> _Quellenauszug_:
------------------------------------
Von Roman Sandgruber, 21. September 2019, 00:04 Uhr
Von Vorständen und anderen Stehern
Bild: Reuters

Stehen ist nicht nur eine Ehrbezeigung, sondern kann auch recht ungemütlich und demütigend sein...

Die deutsche Kanzlerin Angela Merkel hat aus verständlichen Gründen das Privileg erhalten, bei Flaggenparaden, Militäraufmärschen und anderen diplomatischen Ehrenbezeugungen nicht mehr stehen zu müssen. Das aufrechte Stehen und Gehen ist zwar nach Meinung der Anthropologen die wichtigste Voraussetzung, dass der Mensch zum Menschen wurde. Doch das aufrechte Auf-der-Stelle-Stehen, das viel mühsamer und unmenschlicher ist als das Sitzen oder Liegen, ist eigentlich ein Ritual der Unterwerfung. Man erhebt sich, wenn man jemanden begrüßt, man steht während der Messe auf, wenn das Evangelium verlesen wird, man steht bei Hymnen und Festakten, und stehenden Applaus zu bekommen, ist eine ganz besondere Auszeichnung. Stehen ist aber nicht nur eine Ehrbezeigung, sondern kann auch recht ungemütlich und demütigend sein und zur Buße, Kasteiung und Folter werden: die mönchischen Säulensteher der Antike, das stundenlange Stehen in orthodoxen Kirchen, das reglose Wachestehen der Gardesoldaten, das In-der-Ecke-Stehen in einer gottlob veralteten Schulpraxis und nicht zuletzt die endlosen und schikanösen Stehappelle der Konzentrationslager. Aber man kann vieles überstehen.
------------------------------------
Datensätze zur Positionsannotation
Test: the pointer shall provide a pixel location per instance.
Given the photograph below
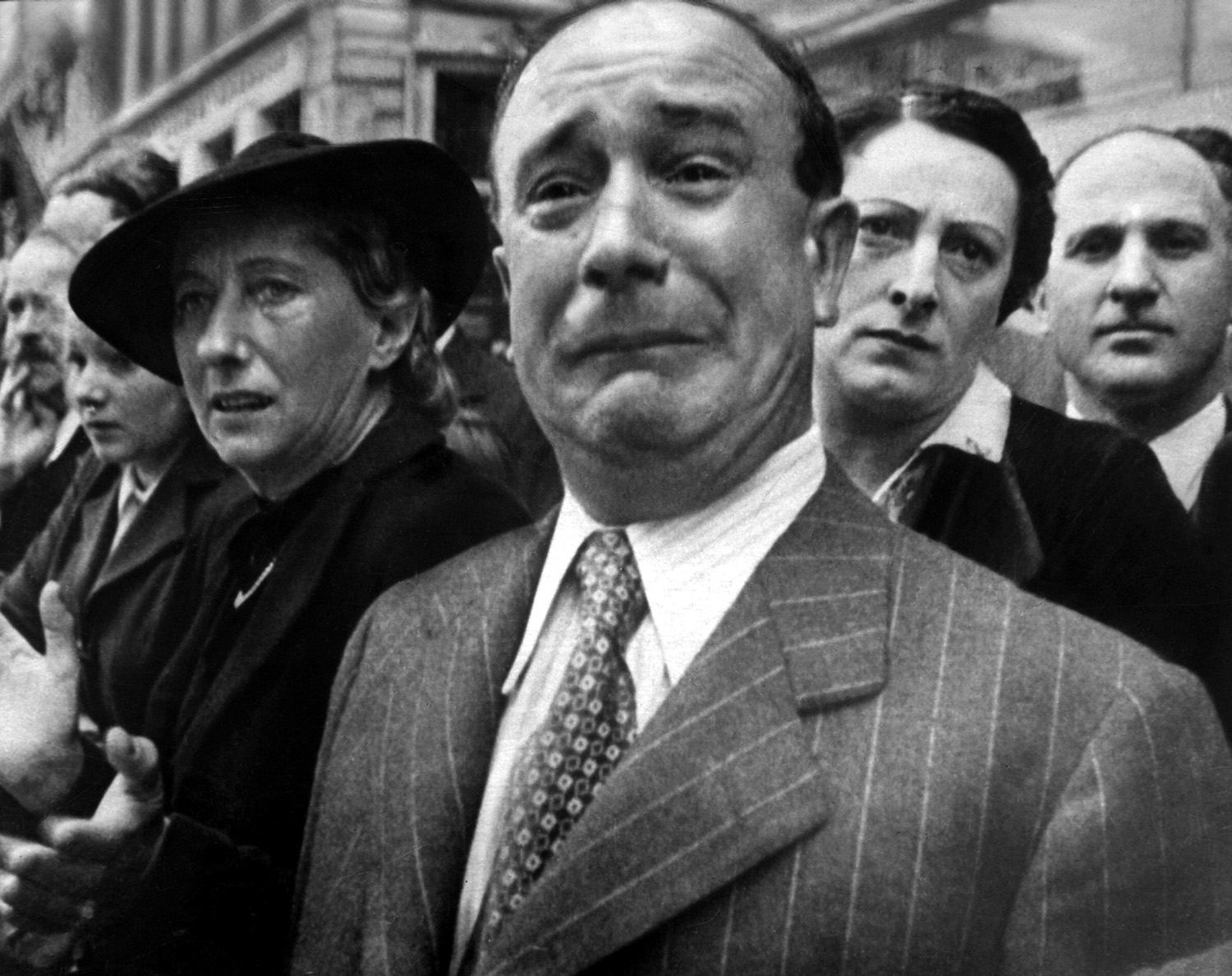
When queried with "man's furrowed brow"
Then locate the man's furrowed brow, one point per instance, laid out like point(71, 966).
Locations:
point(554, 140)
point(692, 116)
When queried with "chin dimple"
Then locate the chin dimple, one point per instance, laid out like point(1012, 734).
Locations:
point(239, 402)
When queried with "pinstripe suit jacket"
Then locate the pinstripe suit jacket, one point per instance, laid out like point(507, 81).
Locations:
point(886, 759)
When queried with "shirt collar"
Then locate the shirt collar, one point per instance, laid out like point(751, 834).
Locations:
point(68, 426)
point(1184, 450)
point(978, 424)
point(692, 566)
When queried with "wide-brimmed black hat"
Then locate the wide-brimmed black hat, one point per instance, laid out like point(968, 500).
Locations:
point(122, 286)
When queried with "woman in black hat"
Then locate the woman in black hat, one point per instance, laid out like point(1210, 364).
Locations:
point(287, 292)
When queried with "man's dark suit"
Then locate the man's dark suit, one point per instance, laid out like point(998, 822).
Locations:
point(886, 759)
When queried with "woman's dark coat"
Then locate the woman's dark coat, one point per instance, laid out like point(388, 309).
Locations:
point(239, 746)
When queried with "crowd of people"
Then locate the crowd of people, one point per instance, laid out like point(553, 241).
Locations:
point(778, 609)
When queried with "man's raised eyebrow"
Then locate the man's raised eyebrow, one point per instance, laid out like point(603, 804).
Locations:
point(1101, 228)
point(687, 116)
point(551, 142)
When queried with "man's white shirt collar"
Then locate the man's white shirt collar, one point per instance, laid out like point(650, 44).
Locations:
point(1184, 450)
point(978, 424)
point(692, 567)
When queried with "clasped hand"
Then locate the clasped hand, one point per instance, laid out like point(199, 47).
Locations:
point(48, 886)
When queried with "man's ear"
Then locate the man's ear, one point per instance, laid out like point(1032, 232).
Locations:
point(832, 226)
point(498, 259)
point(394, 328)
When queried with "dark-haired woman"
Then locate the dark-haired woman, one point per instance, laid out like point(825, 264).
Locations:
point(955, 233)
point(286, 292)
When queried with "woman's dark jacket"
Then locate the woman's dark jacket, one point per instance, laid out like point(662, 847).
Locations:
point(116, 598)
point(238, 714)
point(1082, 515)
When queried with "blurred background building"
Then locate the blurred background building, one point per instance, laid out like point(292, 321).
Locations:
point(201, 79)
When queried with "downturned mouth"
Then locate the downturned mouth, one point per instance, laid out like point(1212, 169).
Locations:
point(1131, 328)
point(908, 340)
point(626, 344)
point(239, 402)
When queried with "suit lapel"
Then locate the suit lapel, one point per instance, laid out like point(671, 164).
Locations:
point(439, 746)
point(159, 524)
point(84, 561)
point(724, 776)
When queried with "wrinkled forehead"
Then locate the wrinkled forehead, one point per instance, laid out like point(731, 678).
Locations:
point(630, 58)
point(1140, 177)
point(271, 229)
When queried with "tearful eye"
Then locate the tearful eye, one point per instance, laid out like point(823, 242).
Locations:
point(1179, 243)
point(554, 190)
point(697, 172)
point(274, 291)
point(1096, 246)
point(877, 226)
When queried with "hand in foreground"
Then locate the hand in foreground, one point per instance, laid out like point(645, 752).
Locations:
point(39, 753)
point(49, 890)
point(27, 426)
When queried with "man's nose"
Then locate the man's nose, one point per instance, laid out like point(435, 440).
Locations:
point(623, 249)
point(1133, 283)
point(914, 288)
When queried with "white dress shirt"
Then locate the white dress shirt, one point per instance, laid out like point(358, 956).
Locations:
point(692, 569)
point(135, 490)
point(978, 424)
point(1184, 450)
point(64, 431)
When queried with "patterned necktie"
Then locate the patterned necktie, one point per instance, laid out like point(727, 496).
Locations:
point(902, 492)
point(591, 724)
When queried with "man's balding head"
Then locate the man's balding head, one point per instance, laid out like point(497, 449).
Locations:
point(664, 264)
point(1138, 292)
point(820, 162)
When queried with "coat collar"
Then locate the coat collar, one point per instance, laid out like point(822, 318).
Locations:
point(724, 774)
point(163, 522)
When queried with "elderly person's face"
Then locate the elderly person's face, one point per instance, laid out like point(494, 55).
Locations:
point(130, 414)
point(37, 308)
point(658, 251)
point(933, 256)
point(1140, 285)
point(281, 360)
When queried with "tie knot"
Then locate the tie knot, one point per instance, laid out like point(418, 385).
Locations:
point(611, 586)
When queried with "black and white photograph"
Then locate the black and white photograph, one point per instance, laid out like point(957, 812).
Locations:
point(615, 487)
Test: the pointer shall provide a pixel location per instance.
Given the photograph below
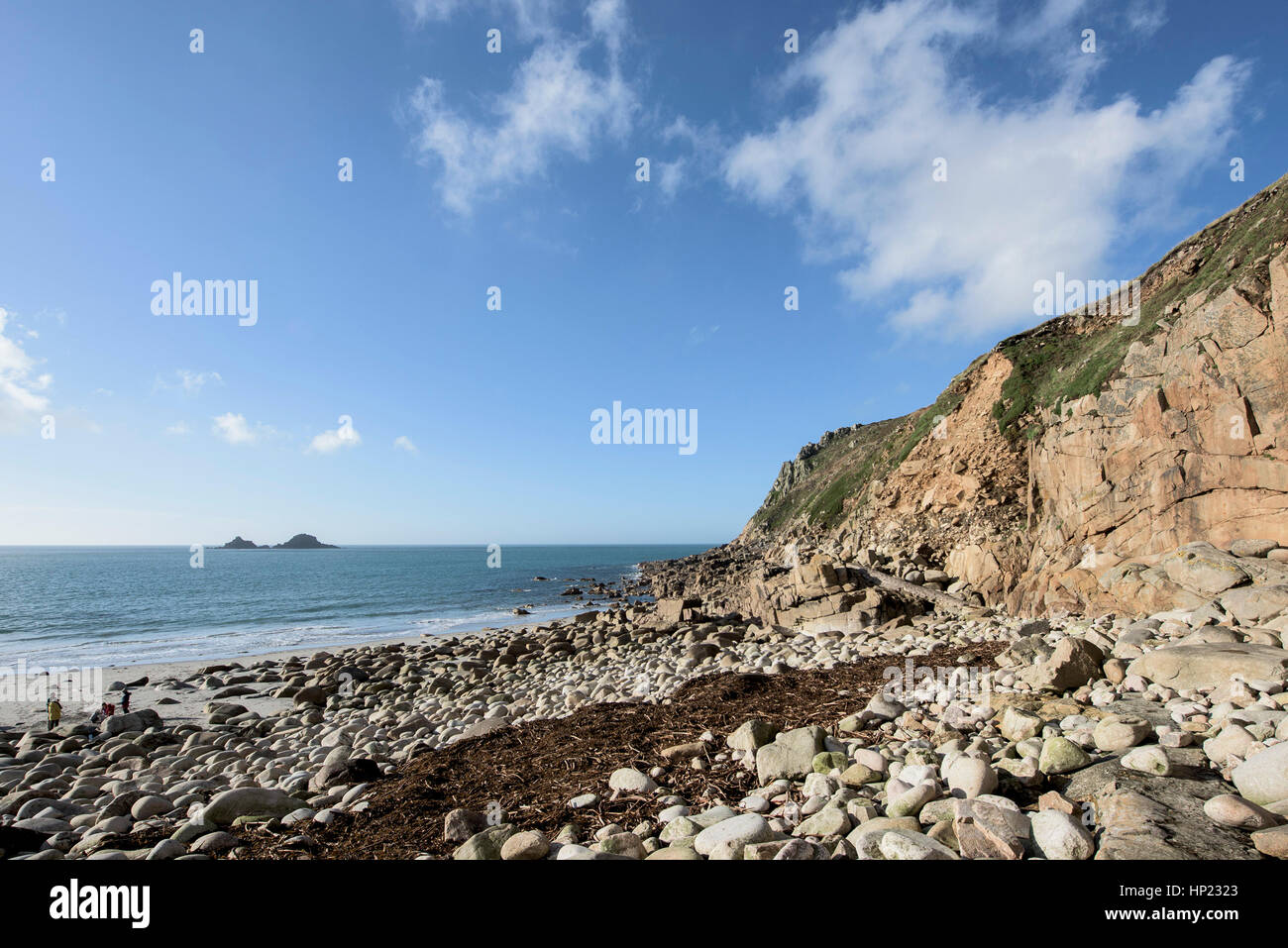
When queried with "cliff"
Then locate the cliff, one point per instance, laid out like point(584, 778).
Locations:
point(1060, 469)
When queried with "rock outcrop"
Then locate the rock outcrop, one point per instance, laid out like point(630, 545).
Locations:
point(1073, 469)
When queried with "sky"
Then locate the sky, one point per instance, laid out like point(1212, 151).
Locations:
point(458, 254)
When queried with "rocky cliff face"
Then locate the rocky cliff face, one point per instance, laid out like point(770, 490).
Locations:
point(1060, 471)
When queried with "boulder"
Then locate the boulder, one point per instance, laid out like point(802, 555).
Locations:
point(249, 801)
point(1262, 779)
point(1211, 665)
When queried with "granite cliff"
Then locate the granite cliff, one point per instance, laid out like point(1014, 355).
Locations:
point(1082, 467)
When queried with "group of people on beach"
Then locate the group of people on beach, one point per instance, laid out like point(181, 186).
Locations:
point(54, 710)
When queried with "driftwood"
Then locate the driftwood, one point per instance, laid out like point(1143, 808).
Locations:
point(896, 584)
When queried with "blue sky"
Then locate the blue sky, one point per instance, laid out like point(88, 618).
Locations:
point(518, 170)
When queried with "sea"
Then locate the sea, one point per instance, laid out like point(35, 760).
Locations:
point(91, 607)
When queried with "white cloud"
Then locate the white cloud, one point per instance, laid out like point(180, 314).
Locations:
point(20, 401)
point(236, 430)
point(1034, 185)
point(557, 106)
point(343, 437)
point(191, 382)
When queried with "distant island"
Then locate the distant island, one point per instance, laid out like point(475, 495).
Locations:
point(300, 541)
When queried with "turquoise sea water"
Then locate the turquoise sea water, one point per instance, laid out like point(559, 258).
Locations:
point(78, 607)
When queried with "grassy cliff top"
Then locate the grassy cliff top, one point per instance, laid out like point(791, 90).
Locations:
point(1061, 360)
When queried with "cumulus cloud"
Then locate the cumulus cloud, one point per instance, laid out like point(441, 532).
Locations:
point(236, 430)
point(558, 106)
point(343, 437)
point(21, 385)
point(187, 381)
point(1034, 184)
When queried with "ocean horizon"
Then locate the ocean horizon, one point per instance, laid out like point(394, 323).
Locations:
point(108, 605)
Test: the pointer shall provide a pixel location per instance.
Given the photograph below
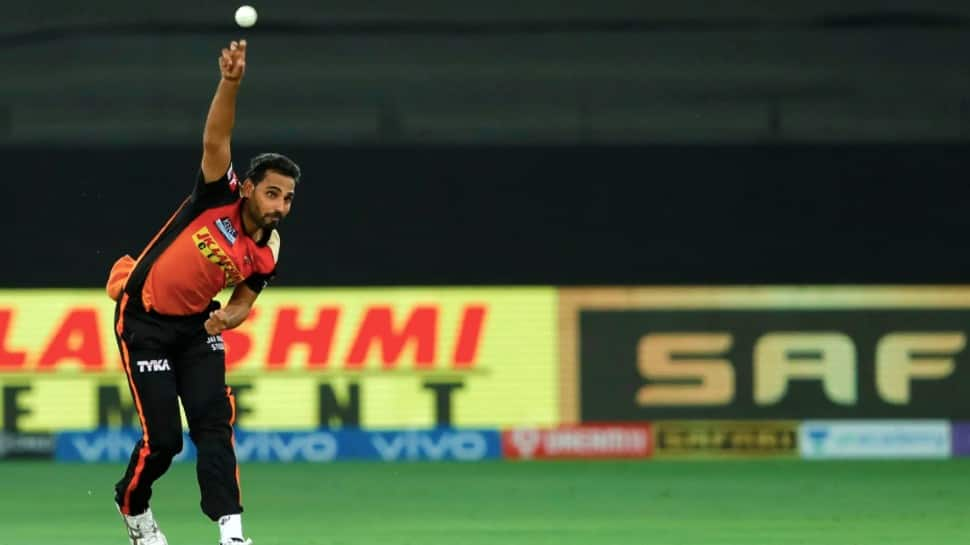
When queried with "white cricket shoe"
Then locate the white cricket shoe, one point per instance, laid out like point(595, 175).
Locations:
point(143, 529)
------------------------------------
> _Schriftliche Aufgaben_:
1. Welches Privileg hat Angela Merkel laut dem Text über das Stehen erhalten?
2. Ermitteln Sie, in wie vielen Zeilen der Datensätze die Zeichenfolge „necktie“ vorkommt, wobei Groß- und Kleinschreibung zu beachten ist. Nennen Sie nur die Zahl.

> _Antworten je Aufgabe_:
1. Sie muss bei Flaggenparaden, Militäraufmärschen und anderen diplomatischen Ehrenbezeugungen nicht mehr stehen.

2. 2